Stored data
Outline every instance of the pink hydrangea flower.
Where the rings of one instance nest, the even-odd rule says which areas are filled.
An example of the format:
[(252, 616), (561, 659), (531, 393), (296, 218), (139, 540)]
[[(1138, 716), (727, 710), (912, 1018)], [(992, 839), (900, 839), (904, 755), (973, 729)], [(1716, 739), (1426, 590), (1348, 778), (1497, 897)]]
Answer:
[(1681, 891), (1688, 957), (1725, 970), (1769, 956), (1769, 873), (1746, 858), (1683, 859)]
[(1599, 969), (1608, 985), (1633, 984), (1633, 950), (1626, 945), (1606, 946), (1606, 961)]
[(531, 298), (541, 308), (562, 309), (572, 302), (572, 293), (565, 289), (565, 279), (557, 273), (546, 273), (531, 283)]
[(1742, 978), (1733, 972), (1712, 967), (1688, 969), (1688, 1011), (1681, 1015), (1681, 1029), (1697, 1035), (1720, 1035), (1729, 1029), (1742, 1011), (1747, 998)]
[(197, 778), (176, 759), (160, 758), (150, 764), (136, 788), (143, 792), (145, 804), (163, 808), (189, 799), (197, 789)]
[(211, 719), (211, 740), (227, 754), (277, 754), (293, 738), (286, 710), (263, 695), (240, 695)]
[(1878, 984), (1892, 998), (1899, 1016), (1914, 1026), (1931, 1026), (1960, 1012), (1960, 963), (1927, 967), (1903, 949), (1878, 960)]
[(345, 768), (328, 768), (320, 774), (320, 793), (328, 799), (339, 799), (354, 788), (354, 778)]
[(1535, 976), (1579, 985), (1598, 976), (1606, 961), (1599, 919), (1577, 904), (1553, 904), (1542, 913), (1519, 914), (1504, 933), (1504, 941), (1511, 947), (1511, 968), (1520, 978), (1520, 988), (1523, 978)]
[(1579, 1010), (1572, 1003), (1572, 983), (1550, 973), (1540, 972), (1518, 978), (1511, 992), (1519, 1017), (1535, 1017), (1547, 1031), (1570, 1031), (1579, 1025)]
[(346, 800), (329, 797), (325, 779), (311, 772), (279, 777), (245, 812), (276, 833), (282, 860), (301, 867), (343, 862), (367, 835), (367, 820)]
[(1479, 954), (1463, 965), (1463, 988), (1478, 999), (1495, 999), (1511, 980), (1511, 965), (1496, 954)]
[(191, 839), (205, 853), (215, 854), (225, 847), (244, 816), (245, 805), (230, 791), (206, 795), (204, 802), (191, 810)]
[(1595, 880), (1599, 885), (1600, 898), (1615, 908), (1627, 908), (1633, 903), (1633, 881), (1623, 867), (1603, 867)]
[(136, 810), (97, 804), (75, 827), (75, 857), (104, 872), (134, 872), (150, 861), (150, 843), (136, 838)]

WORK INSTRUCTION:
The lines to copy run from the start of the records above through the line holding "778), (1497, 897)]]"; give them exactly, both ends included, and nothing else.

SOLVED EXERCISE:
Outline every instance of the pink hydrangea flower.
Where the rings of one instance nest, the even-odd rule says which areas are filled.
An example of the format:
[(252, 616), (561, 659), (531, 393), (296, 218), (139, 540)]
[[(1138, 716), (727, 710), (912, 1018)], [(992, 839), (900, 839), (904, 755), (973, 729)], [(1716, 739), (1426, 590), (1348, 778), (1497, 897)]]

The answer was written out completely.